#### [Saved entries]
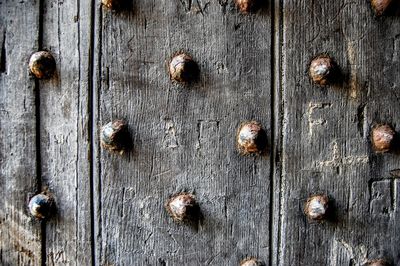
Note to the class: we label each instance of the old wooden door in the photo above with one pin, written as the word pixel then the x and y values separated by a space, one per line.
pixel 113 65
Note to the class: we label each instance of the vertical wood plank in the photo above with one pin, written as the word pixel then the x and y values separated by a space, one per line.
pixel 183 137
pixel 326 134
pixel 20 235
pixel 65 132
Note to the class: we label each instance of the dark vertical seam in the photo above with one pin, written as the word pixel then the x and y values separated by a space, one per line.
pixel 276 127
pixel 78 133
pixel 273 133
pixel 38 137
pixel 272 160
pixel 100 51
pixel 281 133
pixel 91 129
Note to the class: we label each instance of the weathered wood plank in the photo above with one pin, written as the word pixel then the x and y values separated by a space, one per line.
pixel 20 235
pixel 326 134
pixel 65 132
pixel 183 137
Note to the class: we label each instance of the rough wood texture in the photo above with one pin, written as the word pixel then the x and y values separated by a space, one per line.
pixel 326 145
pixel 65 132
pixel 113 65
pixel 20 235
pixel 184 138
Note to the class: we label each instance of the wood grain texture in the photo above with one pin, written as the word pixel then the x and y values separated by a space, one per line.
pixel 183 138
pixel 20 235
pixel 65 132
pixel 326 145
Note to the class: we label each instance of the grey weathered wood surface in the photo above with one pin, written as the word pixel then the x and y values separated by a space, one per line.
pixel 65 131
pixel 20 236
pixel 325 146
pixel 113 65
pixel 183 138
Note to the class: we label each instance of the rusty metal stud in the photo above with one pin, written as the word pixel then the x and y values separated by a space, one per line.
pixel 42 65
pixel 183 208
pixel 183 69
pixel 251 262
pixel 112 4
pixel 247 6
pixel 382 138
pixel 323 70
pixel 316 207
pixel 41 206
pixel 115 136
pixel 380 6
pixel 377 262
pixel 251 138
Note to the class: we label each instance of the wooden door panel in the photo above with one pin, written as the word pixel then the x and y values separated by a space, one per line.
pixel 326 131
pixel 20 235
pixel 113 65
pixel 183 137
pixel 65 131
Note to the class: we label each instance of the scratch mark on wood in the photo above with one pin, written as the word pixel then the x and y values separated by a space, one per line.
pixel 316 122
pixel 339 161
pixel 357 254
pixel 170 139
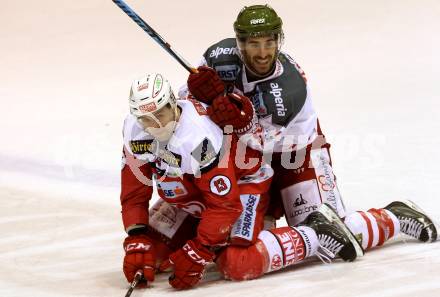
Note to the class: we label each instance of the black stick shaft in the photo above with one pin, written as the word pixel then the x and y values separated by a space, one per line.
pixel 153 34
pixel 137 278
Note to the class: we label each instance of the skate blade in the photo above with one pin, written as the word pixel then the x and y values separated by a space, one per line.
pixel 330 214
pixel 413 205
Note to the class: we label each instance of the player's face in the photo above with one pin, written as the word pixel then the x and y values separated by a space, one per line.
pixel 260 53
pixel 160 124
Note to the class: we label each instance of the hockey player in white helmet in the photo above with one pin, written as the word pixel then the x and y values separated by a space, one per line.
pixel 211 207
pixel 252 64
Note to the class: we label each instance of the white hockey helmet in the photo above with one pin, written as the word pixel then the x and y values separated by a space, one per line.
pixel 149 93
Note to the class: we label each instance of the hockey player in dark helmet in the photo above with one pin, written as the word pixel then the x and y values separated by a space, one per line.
pixel 269 80
pixel 259 34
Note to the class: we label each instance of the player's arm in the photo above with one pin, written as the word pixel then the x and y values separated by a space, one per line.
pixel 135 196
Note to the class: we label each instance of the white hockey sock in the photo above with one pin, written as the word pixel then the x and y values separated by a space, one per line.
pixel 374 227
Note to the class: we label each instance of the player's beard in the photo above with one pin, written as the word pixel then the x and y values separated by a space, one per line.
pixel 251 62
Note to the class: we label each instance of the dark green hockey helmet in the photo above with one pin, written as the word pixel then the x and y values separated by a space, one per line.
pixel 257 20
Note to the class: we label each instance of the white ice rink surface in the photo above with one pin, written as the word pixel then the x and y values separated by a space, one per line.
pixel 66 68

#### [ASSIGNMENT]
Repeat the records above exactly, without pictures.

#### [TASK SOLUTION]
Note to the class: we label each instance of the old wooden door in the photo above with one pin, written as the word pixel then the x and y values separated by a space, one per line.
pixel 113 65
Note to the class: we label each instance of the vertical wood plank in the photo above with one pin, written as the word pixel then the x and y values separated by a space, one per line.
pixel 183 137
pixel 326 134
pixel 20 235
pixel 65 132
Note to the class: we label each instance of the dark vertical seam in the photo above with one pin, written as the word pixel then the x and y values separated by a space, one per line.
pixel 276 127
pixel 78 133
pixel 273 133
pixel 38 137
pixel 272 160
pixel 100 51
pixel 281 133
pixel 91 129
Note to the class: we label each instance of the weathered wood plank in the photo above with one pin, written as the word pixel then the x and y values separated by a space, one per line.
pixel 20 235
pixel 326 134
pixel 65 132
pixel 183 137
Note to the class: we label each instance of the rough wood texture in the photo above with one pin, written as the word pixel then the x and y values separated by a space, one per line.
pixel 326 145
pixel 65 132
pixel 113 65
pixel 20 235
pixel 184 138
Note to the class: we label each instance of the wood grain texture in the photo above with one pin, written as the word pixel then the x and y values separated by a space, one per line.
pixel 183 138
pixel 20 235
pixel 65 132
pixel 326 145
Note to the class: we label each instance of the grey weathered wood surface in the photo above with one pin, written as the word pixel then the x and y values separated by a space, one per line.
pixel 65 131
pixel 20 236
pixel 325 146
pixel 113 65
pixel 183 138
Note to the class: we label each instance of the rusty metal stud in the photo above with one pin, written as the word pixel then the x and y values separated by a space, one per line.
pixel 42 65
pixel 183 208
pixel 183 69
pixel 251 262
pixel 112 4
pixel 247 6
pixel 382 138
pixel 323 70
pixel 316 207
pixel 41 206
pixel 115 136
pixel 380 6
pixel 377 262
pixel 251 138
Note to the class: we label each instance of the wooden door panel in the photo above with one pin, written as the word pixel then the x and y values separated by a space, one per line.
pixel 326 131
pixel 20 235
pixel 113 65
pixel 183 137
pixel 65 131
Note to the class: we label each instance of the scratch mark on wood in the photo above with one pin, written as the word pixel then the x and y values separated by a space, one per line.
pixel 316 122
pixel 339 161
pixel 357 254
pixel 170 139
Note to the class: we label each instance of the black stick shaft in the photo above with one pin, written as the word pixel then the x and y values separated by a space, one per line.
pixel 153 34
pixel 137 278
Note to the class: we label each instance of the skate blade in the photo above with one pin, written as the word pixel then the x and y values separated by a space, one per line.
pixel 330 214
pixel 413 205
Note to the class: we label each instance of the player's face in the photo above with one pin, written as the word pixel then the x and y values separated by a space, one per line.
pixel 260 53
pixel 160 124
Note to the class: we label each instance of the hockey player in white helmet in the photo above with one pin, written as the word pixel then the x and y values separated by a space, one per line.
pixel 211 207
pixel 252 64
Note to the class: we label each instance of the white hockey helmet in the photo above with one pin, written as the word pixel then the x and y values separated by a space, one per line.
pixel 149 93
Note to the class: we label each instance of the hockey player in dark helmet in the photo above with one pin, written as the word pixel then the x and y values separated by a space, one per line.
pixel 269 80
pixel 259 34
Note to the class: we label each instance of the player's arm in the photo above with one pin, written as the word pixel then the x and y values separated by a space, one per line.
pixel 135 196
Note to the class: we label each instance of the white hockey sock in the photo above with one pin, written as the word pixel then the x and y values separated by a space, one per line.
pixel 374 227
Note to the class: we label each instance of the player's beard in the photo above with one pin, written as the word pixel then the x and y values separated by a space, one per line.
pixel 251 62
Note to the class: we label each instance of the dark green hockey helmet in the photo above with one pin, written as the word pixel then the x and y values separated by a space, one per line.
pixel 257 20
Note to the class: we label each instance of the white ice rink surface in the photo above with one pin, written as the word pixel then the x and y values separated by a space, one per line.
pixel 66 68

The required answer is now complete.